— DATA FOR THIS TASK —
· · · · · · ·
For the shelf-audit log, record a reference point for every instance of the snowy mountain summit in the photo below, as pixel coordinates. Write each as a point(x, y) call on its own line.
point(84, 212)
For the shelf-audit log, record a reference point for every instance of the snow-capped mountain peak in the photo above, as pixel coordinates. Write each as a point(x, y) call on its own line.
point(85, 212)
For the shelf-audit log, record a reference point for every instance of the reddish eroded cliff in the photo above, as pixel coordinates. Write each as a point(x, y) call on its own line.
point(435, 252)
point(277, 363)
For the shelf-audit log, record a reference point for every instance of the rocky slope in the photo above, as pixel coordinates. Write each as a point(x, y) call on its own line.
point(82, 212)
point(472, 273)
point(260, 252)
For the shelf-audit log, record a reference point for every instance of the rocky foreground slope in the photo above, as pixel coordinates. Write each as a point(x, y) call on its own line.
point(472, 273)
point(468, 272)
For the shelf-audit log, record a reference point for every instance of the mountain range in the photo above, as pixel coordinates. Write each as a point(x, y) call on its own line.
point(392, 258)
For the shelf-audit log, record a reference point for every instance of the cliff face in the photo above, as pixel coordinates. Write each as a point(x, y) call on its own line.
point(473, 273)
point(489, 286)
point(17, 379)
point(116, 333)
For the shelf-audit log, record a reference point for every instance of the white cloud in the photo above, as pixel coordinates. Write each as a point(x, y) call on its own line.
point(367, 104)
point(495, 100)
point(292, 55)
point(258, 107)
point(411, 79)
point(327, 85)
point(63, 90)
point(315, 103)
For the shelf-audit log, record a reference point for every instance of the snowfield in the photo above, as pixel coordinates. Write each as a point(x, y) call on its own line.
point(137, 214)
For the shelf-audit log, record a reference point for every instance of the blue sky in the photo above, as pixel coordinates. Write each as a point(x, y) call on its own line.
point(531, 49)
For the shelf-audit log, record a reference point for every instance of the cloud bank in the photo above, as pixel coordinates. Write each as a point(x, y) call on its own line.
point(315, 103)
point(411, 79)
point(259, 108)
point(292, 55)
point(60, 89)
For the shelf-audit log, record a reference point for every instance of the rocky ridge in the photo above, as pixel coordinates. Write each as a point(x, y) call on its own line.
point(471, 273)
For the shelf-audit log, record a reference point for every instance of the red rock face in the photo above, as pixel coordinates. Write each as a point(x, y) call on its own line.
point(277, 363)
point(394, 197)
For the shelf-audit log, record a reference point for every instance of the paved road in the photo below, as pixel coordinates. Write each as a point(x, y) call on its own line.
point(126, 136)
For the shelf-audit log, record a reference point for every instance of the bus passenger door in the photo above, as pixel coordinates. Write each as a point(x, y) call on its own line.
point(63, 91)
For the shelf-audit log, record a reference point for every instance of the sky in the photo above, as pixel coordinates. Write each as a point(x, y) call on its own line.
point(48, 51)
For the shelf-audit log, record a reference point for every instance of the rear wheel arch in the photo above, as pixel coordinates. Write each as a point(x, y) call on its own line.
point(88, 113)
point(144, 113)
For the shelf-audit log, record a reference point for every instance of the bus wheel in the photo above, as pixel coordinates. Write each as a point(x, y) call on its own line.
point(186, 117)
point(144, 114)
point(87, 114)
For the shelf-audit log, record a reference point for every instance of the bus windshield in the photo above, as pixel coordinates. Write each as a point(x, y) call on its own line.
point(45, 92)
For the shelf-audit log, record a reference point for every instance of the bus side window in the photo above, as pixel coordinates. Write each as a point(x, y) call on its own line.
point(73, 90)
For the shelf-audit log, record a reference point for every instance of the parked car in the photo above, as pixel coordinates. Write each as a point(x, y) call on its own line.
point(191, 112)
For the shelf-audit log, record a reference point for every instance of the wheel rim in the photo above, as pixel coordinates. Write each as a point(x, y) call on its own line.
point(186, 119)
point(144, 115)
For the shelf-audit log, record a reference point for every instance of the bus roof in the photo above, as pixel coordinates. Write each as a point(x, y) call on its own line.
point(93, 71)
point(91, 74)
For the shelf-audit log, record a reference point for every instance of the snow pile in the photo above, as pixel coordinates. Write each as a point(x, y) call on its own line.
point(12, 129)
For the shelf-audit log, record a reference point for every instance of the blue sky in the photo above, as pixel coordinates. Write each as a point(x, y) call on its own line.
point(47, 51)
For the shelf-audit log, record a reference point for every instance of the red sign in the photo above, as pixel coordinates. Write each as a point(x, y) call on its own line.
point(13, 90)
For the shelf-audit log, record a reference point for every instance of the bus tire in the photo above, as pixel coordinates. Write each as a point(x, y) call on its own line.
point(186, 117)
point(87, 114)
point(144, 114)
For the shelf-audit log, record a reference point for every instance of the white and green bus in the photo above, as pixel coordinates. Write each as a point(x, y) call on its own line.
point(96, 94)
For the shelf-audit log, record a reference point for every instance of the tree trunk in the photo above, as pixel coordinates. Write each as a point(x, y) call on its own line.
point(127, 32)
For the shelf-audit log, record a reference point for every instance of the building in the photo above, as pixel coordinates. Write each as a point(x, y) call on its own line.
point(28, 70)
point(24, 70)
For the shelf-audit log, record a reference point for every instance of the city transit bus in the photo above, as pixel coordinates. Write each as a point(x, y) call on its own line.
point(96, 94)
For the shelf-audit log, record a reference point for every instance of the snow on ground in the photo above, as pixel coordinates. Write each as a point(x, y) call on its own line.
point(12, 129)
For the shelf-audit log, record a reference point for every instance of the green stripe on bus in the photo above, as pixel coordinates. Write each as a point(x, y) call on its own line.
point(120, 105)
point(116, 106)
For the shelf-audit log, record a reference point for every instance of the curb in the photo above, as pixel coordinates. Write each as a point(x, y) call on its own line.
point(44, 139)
· · · · · · ·
— GIVEN REQUEST —
Copy out the stretch of the records above from the line containing "the snow pile" through the line containing "point(13, 90)", reproducing every line without changes.

— SOLVED PROBLEM —
For the shelf-audit log, record a reference point for every instance of the snow pile in the photo above, as pixel coordinates. Write each as a point(x, y) call on its own line.
point(12, 129)
For the shelf-audit log, record a reference point for every instance of the blue sky in the photo above, as pixel coordinates. Write each as a point(x, y) call on its own line.
point(47, 51)
For the shelf-audit log, record a reference point for every instance of the red sign in the photo above, as pixel coordinates. Write each as a point(x, y) call on its own line.
point(13, 90)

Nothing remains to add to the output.